Convert the data into a Markdown table with the columns Row and Data line. Start with the line containing "Target: street lamp pole", go on through the line containing "(1062, 548)", number each line, and leave out any blank lines.

- Source material:
◇ ◇ ◇ ◇ ◇ ◇ ◇

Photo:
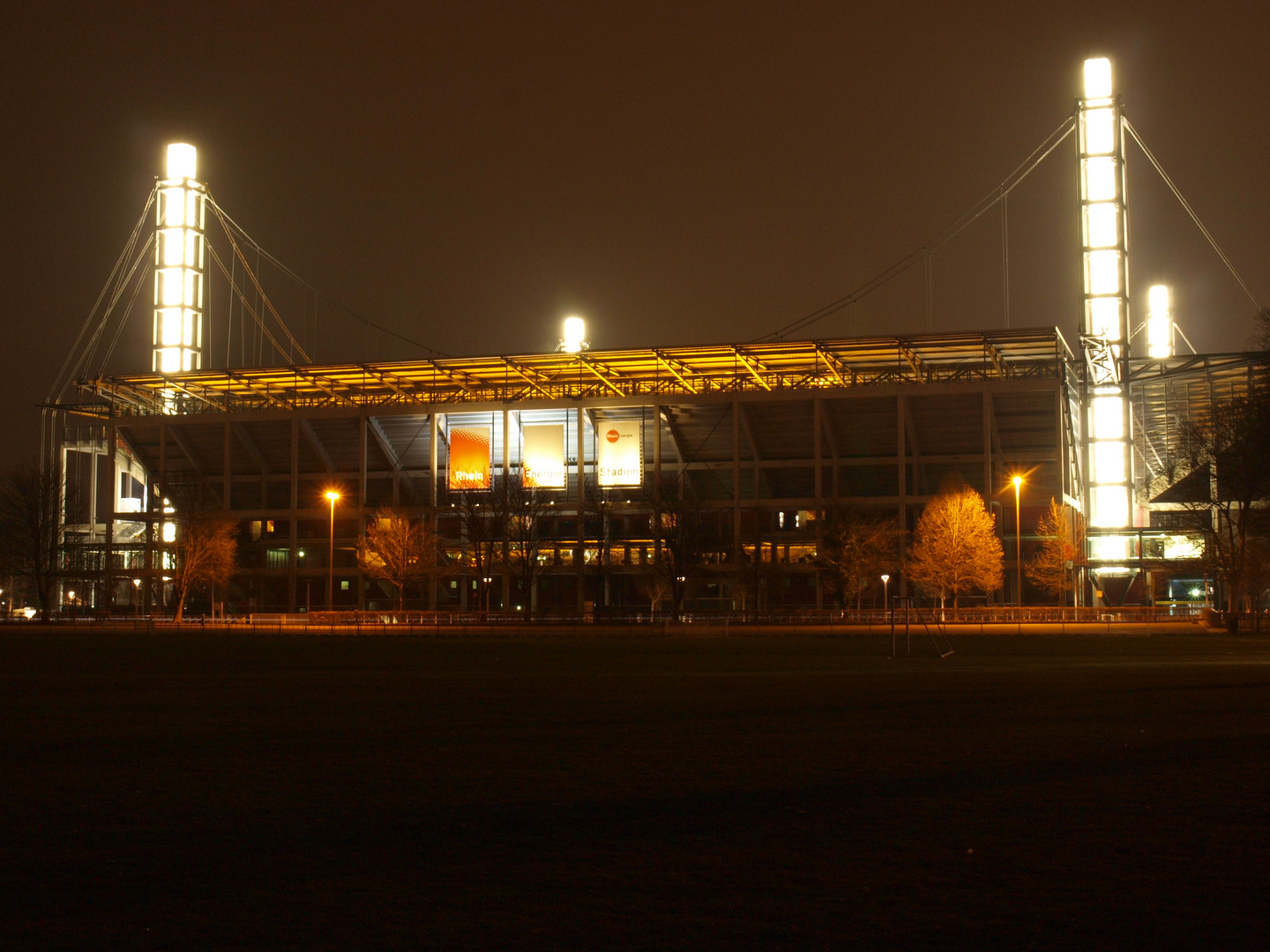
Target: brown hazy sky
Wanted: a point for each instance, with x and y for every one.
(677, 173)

◇ ◇ ◇ ◇ ◇ ◇ ◇

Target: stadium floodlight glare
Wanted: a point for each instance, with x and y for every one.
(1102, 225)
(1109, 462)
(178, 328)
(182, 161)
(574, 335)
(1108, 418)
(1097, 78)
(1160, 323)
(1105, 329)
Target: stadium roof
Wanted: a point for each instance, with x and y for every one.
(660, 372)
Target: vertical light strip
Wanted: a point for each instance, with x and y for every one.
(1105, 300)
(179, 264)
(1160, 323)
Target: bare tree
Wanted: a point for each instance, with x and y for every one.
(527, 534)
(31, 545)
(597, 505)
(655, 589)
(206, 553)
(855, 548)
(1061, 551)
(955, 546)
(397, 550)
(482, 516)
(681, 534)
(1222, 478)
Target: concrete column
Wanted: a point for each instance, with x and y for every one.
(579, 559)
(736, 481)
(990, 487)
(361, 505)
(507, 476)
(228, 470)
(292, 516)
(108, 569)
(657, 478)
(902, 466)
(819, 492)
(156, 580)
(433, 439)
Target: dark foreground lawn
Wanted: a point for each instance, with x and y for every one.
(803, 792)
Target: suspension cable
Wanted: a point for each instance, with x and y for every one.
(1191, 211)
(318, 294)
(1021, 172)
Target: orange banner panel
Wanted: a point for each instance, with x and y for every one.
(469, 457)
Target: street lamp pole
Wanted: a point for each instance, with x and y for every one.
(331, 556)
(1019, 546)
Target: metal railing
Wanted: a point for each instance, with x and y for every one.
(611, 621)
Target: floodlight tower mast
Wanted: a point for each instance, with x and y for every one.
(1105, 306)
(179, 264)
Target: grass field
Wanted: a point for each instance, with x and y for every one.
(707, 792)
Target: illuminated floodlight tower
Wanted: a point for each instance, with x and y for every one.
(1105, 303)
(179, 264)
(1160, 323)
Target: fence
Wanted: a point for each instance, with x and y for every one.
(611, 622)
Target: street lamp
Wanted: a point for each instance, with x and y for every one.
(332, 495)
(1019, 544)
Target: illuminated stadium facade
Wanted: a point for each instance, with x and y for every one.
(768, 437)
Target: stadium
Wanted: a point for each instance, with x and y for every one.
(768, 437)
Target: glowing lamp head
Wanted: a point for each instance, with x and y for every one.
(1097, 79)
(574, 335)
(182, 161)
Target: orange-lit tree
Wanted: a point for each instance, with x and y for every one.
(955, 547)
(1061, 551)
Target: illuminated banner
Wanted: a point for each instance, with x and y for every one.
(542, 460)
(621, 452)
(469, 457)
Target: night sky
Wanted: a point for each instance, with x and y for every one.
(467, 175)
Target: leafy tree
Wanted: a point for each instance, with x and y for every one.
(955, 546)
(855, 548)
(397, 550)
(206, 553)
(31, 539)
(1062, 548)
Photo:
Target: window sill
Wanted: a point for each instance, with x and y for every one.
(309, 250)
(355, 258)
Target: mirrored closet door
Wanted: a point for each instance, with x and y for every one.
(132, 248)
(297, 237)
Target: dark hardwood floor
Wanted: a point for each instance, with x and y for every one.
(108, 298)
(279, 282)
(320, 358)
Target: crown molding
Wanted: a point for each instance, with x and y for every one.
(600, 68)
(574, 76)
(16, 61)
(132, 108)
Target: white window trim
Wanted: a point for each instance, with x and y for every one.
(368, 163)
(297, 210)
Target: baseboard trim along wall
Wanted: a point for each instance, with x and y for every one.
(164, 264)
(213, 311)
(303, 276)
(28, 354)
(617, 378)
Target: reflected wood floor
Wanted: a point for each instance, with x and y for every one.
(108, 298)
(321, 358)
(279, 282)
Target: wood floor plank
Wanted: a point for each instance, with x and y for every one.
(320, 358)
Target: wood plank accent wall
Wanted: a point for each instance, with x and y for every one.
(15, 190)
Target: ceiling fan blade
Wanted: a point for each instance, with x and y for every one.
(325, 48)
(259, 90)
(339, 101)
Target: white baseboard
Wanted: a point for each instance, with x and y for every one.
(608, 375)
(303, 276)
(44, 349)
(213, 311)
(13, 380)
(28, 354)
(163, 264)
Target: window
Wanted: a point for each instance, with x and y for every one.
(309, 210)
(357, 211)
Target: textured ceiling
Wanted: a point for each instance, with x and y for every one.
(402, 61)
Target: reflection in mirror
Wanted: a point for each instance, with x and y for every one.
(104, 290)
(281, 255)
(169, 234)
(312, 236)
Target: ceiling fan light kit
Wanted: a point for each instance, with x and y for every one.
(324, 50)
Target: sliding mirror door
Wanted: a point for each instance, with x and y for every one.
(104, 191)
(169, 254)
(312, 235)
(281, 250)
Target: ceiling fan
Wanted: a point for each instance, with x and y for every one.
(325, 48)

◇ ◇ ◇ ◇ ◇ ◇ ◇

- Result below:
| Row | Data line |
|---|---|
| 1 | Target: street lamp pole |
| 2 | Wanted: a point for each instance, with x and y for every one. |
| 3 | (331, 556) |
| 4 | (1019, 546) |
| 5 | Target: metal railing |
| 6 | Wanted: a point for each instance, with x and y for every one. |
| 7 | (611, 621) |
| 8 | Target: floodlight tower mast |
| 9 | Wanted: a point for each instance, with x and y for every one. |
| 10 | (1105, 306) |
| 11 | (179, 264) |
| 12 | Target: grass field |
| 13 | Wanted: a point for each instance, with x and y for every one. |
| 14 | (707, 792) |
| 15 | Target: illuminated floodlight tower |
| 16 | Wanted: a point for each instance, with x and y for every one. |
| 17 | (1105, 303) |
| 18 | (179, 264) |
| 19 | (1160, 323) |
| 20 | Target: fence |
| 21 | Wanted: a point for each instance, with x and y for every one. |
| 22 | (611, 622) |
| 23 | Target: street lamp |
| 24 | Wanted: a point for each instance, with x and y for every one. |
| 25 | (332, 495) |
| 26 | (1019, 544) |
| 27 | Target: illuminated stadium facade |
| 28 | Wanted: a point for each instance, with x and y for every one. |
| 29 | (768, 437) |
| 30 | Target: stadium |
| 31 | Wanted: a point for each instance, with x and y for every one. |
| 32 | (768, 437) |
| 33 | Target: glowing lamp head |
| 34 | Wanted: a point for each instance, with x and y for every one. |
| 35 | (1097, 79) |
| 36 | (574, 335) |
| 37 | (182, 161) |
| 38 | Target: orange-lit tree |
| 39 | Wanted: a point for each instance, with x and y for every one. |
| 40 | (955, 547) |
| 41 | (1061, 551) |
| 42 | Target: illuminated banner |
| 43 | Wanted: a point for each instance, with x and y for every one. |
| 44 | (542, 460) |
| 45 | (621, 452) |
| 46 | (469, 457) |
| 47 | Target: night sky |
| 48 | Wanted: a point for each instance, with x and y for every one. |
| 49 | (467, 175) |
| 50 | Target: leafy tree |
| 51 | Wanted: a point for each instance, with x and y for every one. |
| 52 | (955, 546) |
| 53 | (855, 548) |
| 54 | (397, 550) |
| 55 | (206, 553) |
| 56 | (31, 539) |
| 57 | (1062, 548) |